Work item:
In the Hacker News thread below, which language does the first comment call quite good from the diffing perspective but weaker on human legibility?
··· Text
Hacker News new | ask | show | jobs
by diffxx 681 days ago
I feel that the problem is not text but language design. A great language should be close to a pareto optimum for both human and machine legibility. Most languages are optimized for human familiarity, which is definitely not the most machine readable format and probably not the most human readable (in a platonic sense).

Being more specific, most languages, in my opinion, are far too permissive with whitespace and use too many keywords. The former leads to there being no canonical form of the program text and results in reliance on external formatting tools, when the compiler could be just automatically enforcing canonical formatting rules. The latter makes it hard to distinguish between types of words, which is why it is almost necessary to rely on syntax highlighting.

If each program has a unique canonical form, it would be very hard to beat text based diffing on that form. Lisp is quite good from the diffing perspective but weaker on human legibility (for most humans).

2 comments

Tooling that enforces strict whitespace/formatting rules is a huge pet peeve of mine. It breaks my iteration flow because I have to stop thinking at whatever abstraction layer I'm working at to deal with the minutiae of formatting. I dislike automatic reformats as well, for much the same reason I hate webpages that jump around after loading. Just let me see the code I'm writing without it whizzing off onto adjacent lines because I'm going back and forth over column limits.
an excess of syntactic sugar leads to cancer of the semicolon.
······
··· Entries shown
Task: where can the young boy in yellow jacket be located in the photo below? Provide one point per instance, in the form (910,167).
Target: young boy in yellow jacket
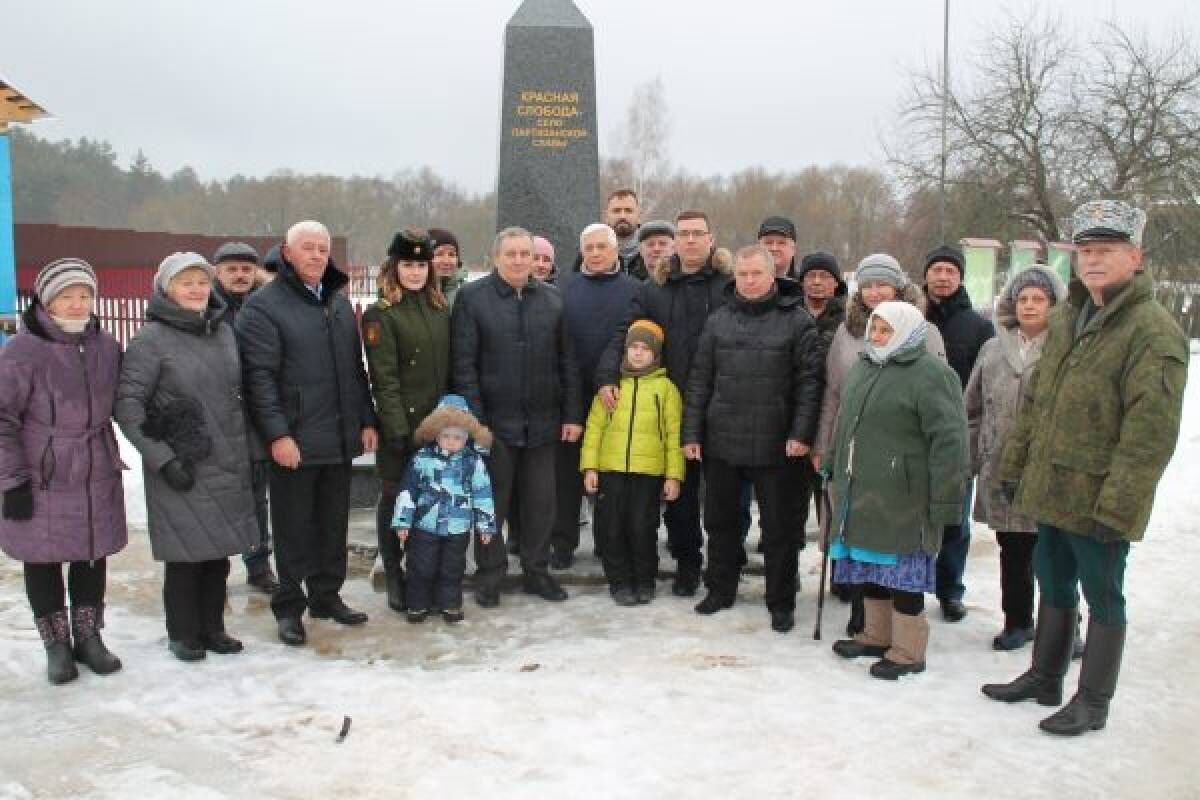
(633,457)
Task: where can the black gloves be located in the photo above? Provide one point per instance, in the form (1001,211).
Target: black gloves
(18,503)
(178,475)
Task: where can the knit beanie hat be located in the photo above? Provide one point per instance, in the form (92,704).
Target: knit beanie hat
(439,236)
(1039,277)
(411,245)
(655,228)
(235,251)
(541,246)
(648,334)
(61,274)
(881,268)
(946,253)
(177,263)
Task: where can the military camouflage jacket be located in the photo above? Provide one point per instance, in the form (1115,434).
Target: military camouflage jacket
(1101,415)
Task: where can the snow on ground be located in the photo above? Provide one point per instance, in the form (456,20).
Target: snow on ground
(585,699)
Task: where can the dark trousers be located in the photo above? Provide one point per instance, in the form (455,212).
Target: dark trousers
(526,473)
(685,537)
(777,517)
(436,565)
(47,593)
(258,560)
(627,524)
(193,596)
(310,515)
(564,536)
(391,552)
(910,603)
(1063,561)
(1017,577)
(952,559)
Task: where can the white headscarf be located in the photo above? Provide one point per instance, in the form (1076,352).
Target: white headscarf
(909,329)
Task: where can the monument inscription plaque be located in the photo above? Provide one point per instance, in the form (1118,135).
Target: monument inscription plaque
(549,178)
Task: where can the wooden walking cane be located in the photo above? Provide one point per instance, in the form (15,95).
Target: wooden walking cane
(825,513)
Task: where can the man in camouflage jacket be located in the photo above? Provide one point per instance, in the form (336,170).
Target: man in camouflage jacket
(1097,427)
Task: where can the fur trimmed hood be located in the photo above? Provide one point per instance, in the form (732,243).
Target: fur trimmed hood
(857,312)
(721,260)
(445,416)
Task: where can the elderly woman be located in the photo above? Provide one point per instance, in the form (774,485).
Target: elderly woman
(993,398)
(751,410)
(899,462)
(407,337)
(59,465)
(179,402)
(880,280)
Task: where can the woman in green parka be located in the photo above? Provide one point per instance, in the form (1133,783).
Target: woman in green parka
(898,463)
(407,338)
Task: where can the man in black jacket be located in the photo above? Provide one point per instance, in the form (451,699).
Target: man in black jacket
(310,401)
(237,265)
(594,301)
(514,362)
(678,298)
(964,330)
(750,411)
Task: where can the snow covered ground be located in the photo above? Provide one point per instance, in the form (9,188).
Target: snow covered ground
(586,699)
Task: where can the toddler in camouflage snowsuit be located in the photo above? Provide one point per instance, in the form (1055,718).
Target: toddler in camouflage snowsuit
(445,497)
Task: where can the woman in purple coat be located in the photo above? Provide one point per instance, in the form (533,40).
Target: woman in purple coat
(60,469)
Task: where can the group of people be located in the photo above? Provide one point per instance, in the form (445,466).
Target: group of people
(661,374)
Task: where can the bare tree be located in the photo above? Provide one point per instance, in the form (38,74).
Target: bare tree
(643,140)
(1041,122)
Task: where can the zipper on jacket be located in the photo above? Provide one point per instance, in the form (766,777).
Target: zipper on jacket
(337,380)
(633,415)
(87,386)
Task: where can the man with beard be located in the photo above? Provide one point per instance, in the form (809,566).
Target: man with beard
(623,215)
(679,295)
(238,275)
(964,330)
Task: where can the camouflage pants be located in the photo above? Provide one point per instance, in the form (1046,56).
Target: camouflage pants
(1062,561)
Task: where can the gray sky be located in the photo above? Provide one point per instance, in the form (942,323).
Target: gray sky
(372,86)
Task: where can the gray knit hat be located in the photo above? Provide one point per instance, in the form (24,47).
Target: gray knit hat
(61,274)
(1039,277)
(235,251)
(881,268)
(177,263)
(655,228)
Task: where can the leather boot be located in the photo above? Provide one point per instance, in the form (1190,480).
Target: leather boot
(89,649)
(55,632)
(875,638)
(1089,709)
(1051,656)
(396,589)
(906,656)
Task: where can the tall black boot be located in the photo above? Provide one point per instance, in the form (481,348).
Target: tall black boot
(55,632)
(395,577)
(1051,656)
(87,621)
(1089,709)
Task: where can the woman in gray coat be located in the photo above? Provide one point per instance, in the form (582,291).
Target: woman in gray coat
(993,398)
(179,402)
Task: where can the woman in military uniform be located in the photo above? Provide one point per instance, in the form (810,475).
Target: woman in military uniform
(407,338)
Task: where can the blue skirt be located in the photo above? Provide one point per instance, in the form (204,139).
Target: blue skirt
(911,572)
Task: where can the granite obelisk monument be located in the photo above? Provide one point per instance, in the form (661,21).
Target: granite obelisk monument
(549,178)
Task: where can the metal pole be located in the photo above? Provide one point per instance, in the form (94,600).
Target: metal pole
(946,95)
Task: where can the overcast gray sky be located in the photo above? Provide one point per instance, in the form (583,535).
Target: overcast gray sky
(372,86)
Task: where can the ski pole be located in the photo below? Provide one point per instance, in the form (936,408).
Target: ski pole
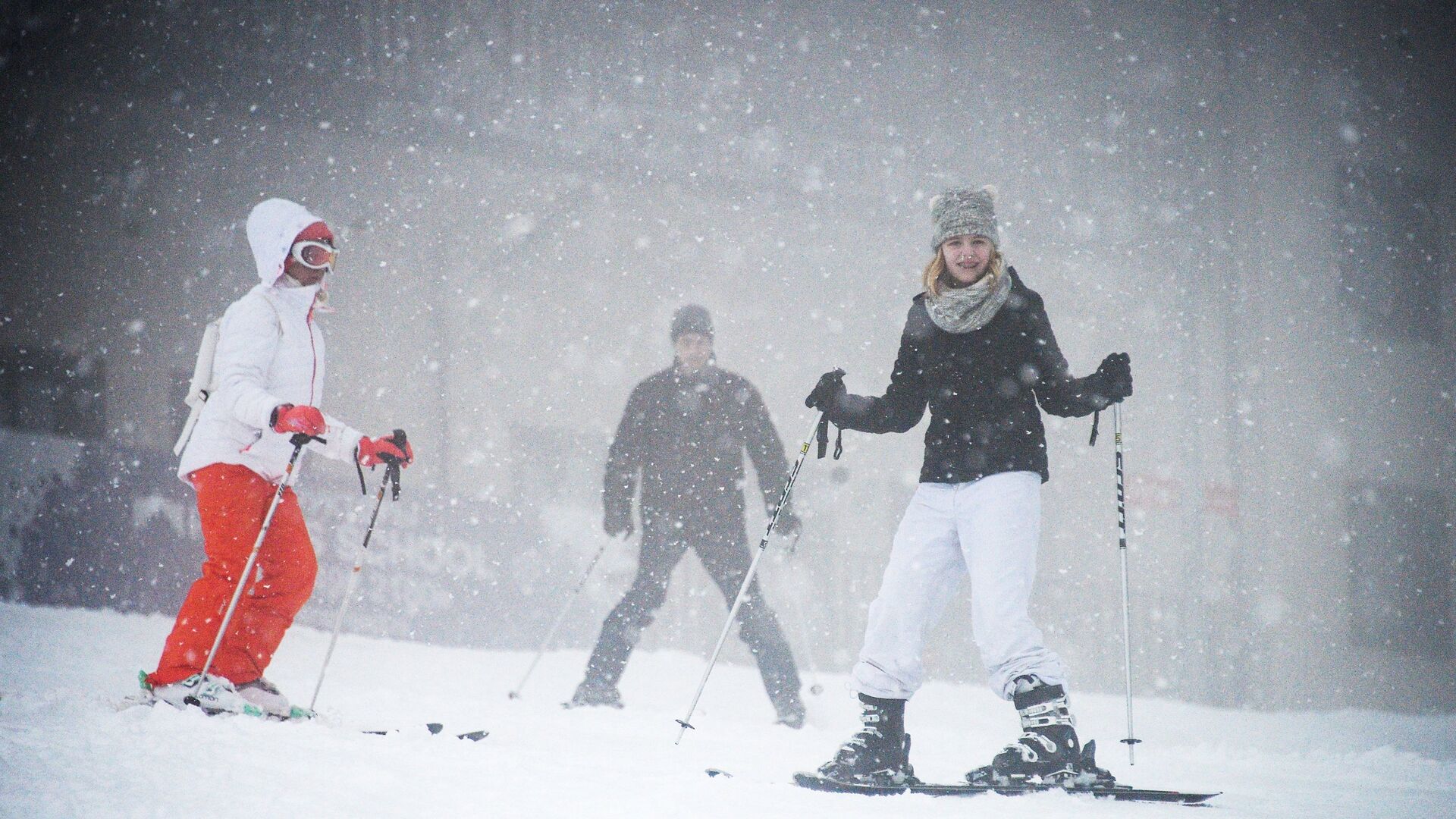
(561,615)
(1122,551)
(297,441)
(747,580)
(391,479)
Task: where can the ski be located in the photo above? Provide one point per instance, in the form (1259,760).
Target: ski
(436,729)
(1122,793)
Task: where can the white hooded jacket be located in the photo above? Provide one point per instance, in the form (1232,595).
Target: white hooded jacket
(270,352)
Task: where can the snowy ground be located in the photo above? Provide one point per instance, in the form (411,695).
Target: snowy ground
(67,751)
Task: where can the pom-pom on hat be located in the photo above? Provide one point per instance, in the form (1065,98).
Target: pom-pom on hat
(965,212)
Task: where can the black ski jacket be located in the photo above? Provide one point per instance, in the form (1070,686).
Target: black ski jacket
(982,388)
(685,436)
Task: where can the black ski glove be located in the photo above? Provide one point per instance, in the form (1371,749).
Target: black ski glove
······
Solved problem:
Lisp